Instructions to follow:
List every percentage value in the passage on ambient temperature and energy use in mice, in the order they appear.

Document segment:
The effect of ambient temperature on SPA in our experiment was non-proportional, as revealed by a significant square term for ambient temperature in the ANCOVA analysis (Table 1). Actually, the SPA of mice acclimated to 23 °C was similar to that in individuals acclimated to 4 °C (i.e., severe cold stress) rather than to 30 °C (Fig. 1d). Thus, the relative effect of ambient temperature below the TNZ on energy expenditure and SPA in mice seems to be very different from that in humans. For example, in humans, a 5–6 °C decrease in ambient temperature within the range of 16–24 °C results in a small (4–6%) though significant increase in DEE and no change in SPA (Westerterp-Plantenga et al. 2002; Celi et al. 2010). In our experiment, a 7 °C difference below the TNZ increased DEE 52% in the L-BMR line and 27% in the H-BMR line (Fig. 1a, b), whereas, SPA was increased 43% in the H-BMR line and 67% in the L-BMR line (Fig. 1d). This is another reason why the mice maintained below the TNZ can be a poor model of human energetics.

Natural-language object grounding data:

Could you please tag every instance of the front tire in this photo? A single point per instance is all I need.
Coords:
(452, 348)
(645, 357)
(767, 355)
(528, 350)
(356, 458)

Your response:
4–6%, 52%, 27%, 43%, 67%